## PROVIDED MATERIAL

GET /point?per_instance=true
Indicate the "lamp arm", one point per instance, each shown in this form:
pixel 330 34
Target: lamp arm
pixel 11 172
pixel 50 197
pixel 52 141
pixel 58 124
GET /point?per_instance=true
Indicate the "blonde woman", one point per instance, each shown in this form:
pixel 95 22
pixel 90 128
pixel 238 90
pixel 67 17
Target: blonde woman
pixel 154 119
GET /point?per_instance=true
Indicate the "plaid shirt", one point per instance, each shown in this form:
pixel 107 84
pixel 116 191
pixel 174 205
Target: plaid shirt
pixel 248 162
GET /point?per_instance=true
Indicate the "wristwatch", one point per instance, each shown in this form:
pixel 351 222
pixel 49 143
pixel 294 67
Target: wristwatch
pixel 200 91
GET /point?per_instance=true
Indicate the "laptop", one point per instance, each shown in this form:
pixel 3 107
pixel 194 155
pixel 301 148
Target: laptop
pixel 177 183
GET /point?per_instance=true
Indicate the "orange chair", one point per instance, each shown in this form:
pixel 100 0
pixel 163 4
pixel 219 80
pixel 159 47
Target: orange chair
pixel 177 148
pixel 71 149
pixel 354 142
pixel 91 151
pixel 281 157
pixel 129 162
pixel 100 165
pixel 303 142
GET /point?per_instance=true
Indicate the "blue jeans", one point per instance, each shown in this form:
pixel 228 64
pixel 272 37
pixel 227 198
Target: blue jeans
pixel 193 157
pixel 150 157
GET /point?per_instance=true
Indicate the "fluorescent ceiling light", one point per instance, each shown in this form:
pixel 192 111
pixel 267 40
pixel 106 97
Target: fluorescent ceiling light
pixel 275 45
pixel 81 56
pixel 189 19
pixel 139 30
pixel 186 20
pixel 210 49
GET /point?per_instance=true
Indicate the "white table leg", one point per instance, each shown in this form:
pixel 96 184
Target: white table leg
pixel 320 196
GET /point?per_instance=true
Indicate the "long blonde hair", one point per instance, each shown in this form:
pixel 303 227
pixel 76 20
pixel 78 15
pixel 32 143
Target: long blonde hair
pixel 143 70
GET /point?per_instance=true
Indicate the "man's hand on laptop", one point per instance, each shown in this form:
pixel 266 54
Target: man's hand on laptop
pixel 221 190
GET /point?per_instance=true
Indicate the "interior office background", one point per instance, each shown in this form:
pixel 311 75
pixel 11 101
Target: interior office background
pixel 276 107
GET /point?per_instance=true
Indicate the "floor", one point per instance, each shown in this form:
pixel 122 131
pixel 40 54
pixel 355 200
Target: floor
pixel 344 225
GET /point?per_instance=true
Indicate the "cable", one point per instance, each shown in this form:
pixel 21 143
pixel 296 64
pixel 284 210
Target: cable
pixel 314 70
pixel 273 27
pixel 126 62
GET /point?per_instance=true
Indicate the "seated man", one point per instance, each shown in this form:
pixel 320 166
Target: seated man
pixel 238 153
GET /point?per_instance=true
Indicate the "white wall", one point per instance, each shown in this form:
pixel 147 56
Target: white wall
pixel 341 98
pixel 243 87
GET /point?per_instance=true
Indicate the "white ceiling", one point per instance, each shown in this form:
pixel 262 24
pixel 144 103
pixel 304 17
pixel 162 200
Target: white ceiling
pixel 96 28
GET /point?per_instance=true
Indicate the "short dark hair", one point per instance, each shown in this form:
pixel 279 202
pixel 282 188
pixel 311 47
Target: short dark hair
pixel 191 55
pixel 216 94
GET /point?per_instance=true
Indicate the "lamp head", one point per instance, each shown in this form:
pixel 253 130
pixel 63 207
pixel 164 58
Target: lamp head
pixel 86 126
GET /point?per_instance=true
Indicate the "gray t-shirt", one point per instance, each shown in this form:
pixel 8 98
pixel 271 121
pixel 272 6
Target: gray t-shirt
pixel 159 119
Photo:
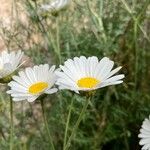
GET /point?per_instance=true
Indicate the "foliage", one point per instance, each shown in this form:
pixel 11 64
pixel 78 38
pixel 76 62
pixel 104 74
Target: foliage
pixel 117 29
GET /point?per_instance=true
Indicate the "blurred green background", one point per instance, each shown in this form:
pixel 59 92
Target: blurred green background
pixel 118 29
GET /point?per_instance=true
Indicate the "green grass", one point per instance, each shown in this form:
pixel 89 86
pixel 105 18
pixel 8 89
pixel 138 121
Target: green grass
pixel 117 29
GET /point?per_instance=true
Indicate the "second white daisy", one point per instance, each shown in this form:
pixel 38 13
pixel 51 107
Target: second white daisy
pixel 85 74
pixel 32 83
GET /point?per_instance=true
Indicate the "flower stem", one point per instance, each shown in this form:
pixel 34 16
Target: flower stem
pixel 46 125
pixel 11 124
pixel 67 124
pixel 77 123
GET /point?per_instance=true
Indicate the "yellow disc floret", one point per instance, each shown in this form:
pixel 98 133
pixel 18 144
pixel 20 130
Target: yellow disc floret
pixel 38 87
pixel 87 82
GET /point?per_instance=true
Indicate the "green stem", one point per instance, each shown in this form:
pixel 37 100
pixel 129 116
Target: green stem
pixel 77 123
pixel 67 124
pixel 46 125
pixel 58 39
pixel 11 124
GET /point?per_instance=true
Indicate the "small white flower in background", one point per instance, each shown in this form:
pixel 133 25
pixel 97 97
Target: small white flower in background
pixel 56 5
pixel 85 74
pixel 145 134
pixel 9 62
pixel 32 83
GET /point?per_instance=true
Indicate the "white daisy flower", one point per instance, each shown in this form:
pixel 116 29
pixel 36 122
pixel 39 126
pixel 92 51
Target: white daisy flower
pixel 145 134
pixel 9 62
pixel 56 5
pixel 32 83
pixel 85 74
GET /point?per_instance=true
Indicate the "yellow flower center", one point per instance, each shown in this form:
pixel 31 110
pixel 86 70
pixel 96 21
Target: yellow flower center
pixel 38 87
pixel 87 82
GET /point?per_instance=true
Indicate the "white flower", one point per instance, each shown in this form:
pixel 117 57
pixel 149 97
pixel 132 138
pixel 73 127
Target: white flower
pixel 145 134
pixel 9 62
pixel 56 5
pixel 32 83
pixel 85 74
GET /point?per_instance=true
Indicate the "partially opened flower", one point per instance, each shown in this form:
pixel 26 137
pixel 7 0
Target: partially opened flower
pixel 56 5
pixel 32 83
pixel 145 134
pixel 85 74
pixel 9 63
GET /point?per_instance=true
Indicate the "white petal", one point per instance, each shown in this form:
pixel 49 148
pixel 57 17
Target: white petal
pixel 51 91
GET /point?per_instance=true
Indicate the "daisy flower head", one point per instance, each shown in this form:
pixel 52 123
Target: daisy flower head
pixel 9 63
pixel 86 74
pixel 32 83
pixel 55 6
pixel 145 134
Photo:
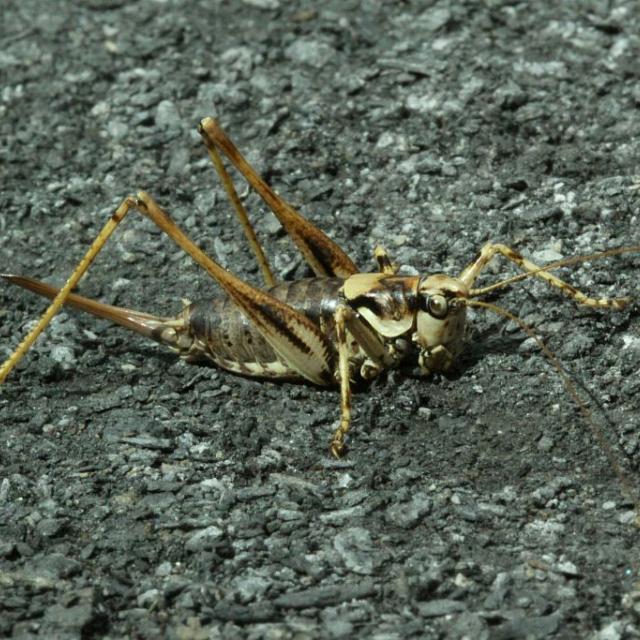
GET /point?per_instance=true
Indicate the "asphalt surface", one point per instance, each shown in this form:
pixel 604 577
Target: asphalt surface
pixel 144 497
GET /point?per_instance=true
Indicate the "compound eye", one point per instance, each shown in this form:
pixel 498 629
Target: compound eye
pixel 437 306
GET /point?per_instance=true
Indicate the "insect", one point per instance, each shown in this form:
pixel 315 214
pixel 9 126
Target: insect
pixel 329 329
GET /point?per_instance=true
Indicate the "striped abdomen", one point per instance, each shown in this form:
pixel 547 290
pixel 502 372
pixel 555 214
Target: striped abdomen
pixel 222 333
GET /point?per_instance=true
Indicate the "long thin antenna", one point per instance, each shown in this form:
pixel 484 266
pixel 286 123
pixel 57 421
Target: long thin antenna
pixel 565 262
pixel 630 492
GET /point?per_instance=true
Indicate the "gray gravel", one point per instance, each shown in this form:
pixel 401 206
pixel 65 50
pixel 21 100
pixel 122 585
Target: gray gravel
pixel 144 497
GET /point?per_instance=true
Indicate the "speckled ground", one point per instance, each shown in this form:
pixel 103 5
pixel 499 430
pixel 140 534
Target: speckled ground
pixel 143 497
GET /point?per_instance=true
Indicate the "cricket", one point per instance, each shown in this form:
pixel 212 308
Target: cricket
pixel 332 329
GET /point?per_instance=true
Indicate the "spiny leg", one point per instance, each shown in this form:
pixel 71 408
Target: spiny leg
pixel 379 356
pixel 293 336
pixel 242 216
pixel 471 273
pixel 322 254
pixel 73 280
pixel 344 371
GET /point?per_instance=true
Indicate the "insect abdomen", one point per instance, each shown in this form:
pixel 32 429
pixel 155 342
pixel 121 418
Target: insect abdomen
pixel 222 333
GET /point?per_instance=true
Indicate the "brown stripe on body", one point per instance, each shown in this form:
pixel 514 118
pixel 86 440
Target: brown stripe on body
pixel 231 341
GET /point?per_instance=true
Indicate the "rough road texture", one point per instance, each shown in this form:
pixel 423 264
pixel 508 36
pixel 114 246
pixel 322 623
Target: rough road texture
pixel 140 496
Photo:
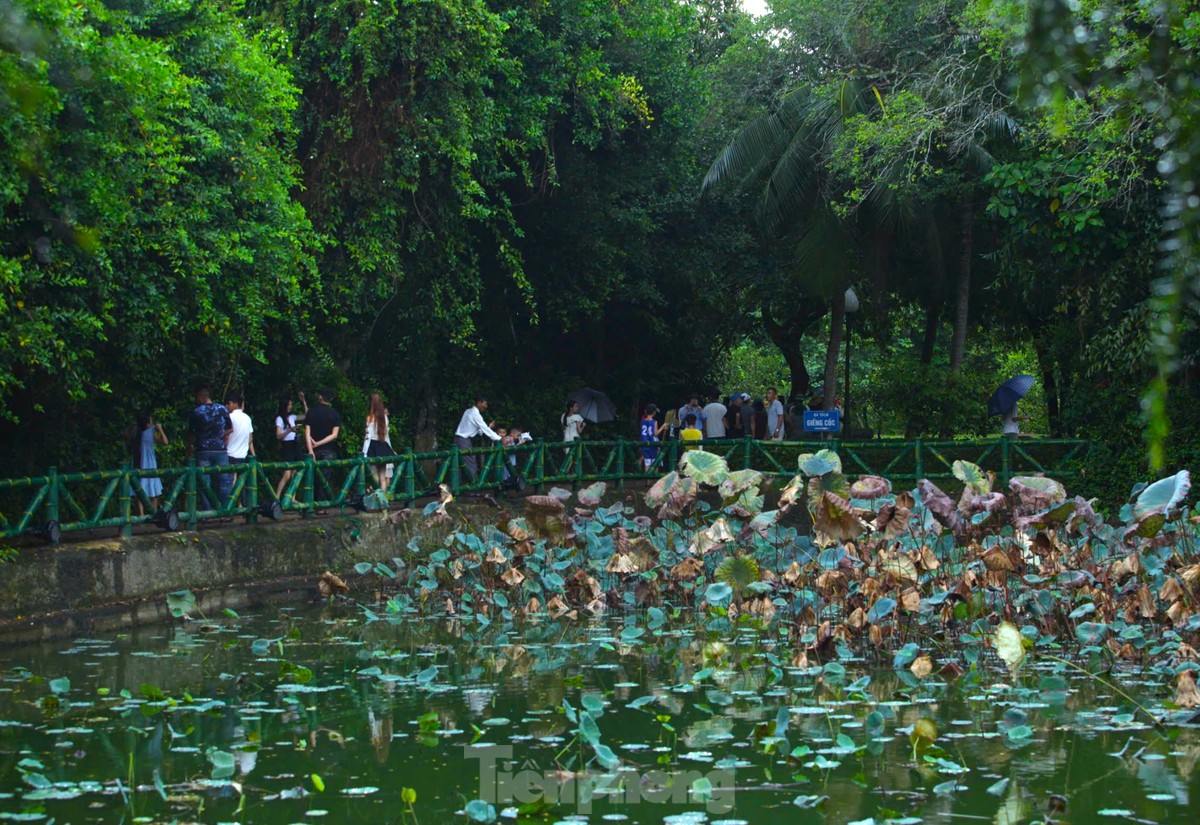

## EXERCISE OBJECTIVE
Render the items as a Markdown table with the columns "No." and "Text", numbering each line in order from the start of the items through the line containing "pixel 177 183", with blank lines omitted.

## FINISHED ANSWER
| No. | Text |
|---|---|
| 1 | GET /point?per_instance=true |
| 2 | Indicate the "lamp arm", one point per instance, each shown in this form: |
| 3 | pixel 330 34 |
| 4 | Target: lamp arm |
| 5 | pixel 11 172 |
| 6 | pixel 50 197 |
| 7 | pixel 52 141 |
| 8 | pixel 58 124 |
| 9 | GET /point?per_instance=true |
| 10 | Indicate the "blonde woman", one point per instance, each shown in this form: |
| 11 | pixel 95 22 |
| 12 | pixel 90 128 |
| 13 | pixel 238 90 |
| 14 | pixel 67 17 |
| 15 | Target: blonde woman |
| 16 | pixel 154 119 |
| 17 | GET /point?per_instance=true |
| 18 | Indicate the "plaid shirt", one point per instance, each shown in this form: |
| 19 | pixel 107 84 |
| 20 | pixel 116 191 |
| 21 | pixel 174 205 |
| 22 | Target: plaid shirt |
| 23 | pixel 248 162 |
| 24 | GET /point?per_instance=true |
| 25 | Indicate the "wristwatch", one point per instance, each shown in this form: |
| 26 | pixel 351 222 |
| 27 | pixel 49 143 |
| 28 | pixel 294 67 |
| 29 | Target: wristwatch |
| 30 | pixel 200 91 |
| 31 | GET /point?per_instance=true |
| 32 | Indicate the "laptop", one point per instance, each shown in this form: |
| 33 | pixel 3 107 |
| 34 | pixel 194 155 |
| 35 | pixel 301 148 |
| 36 | Target: laptop |
| 37 | pixel 177 183 |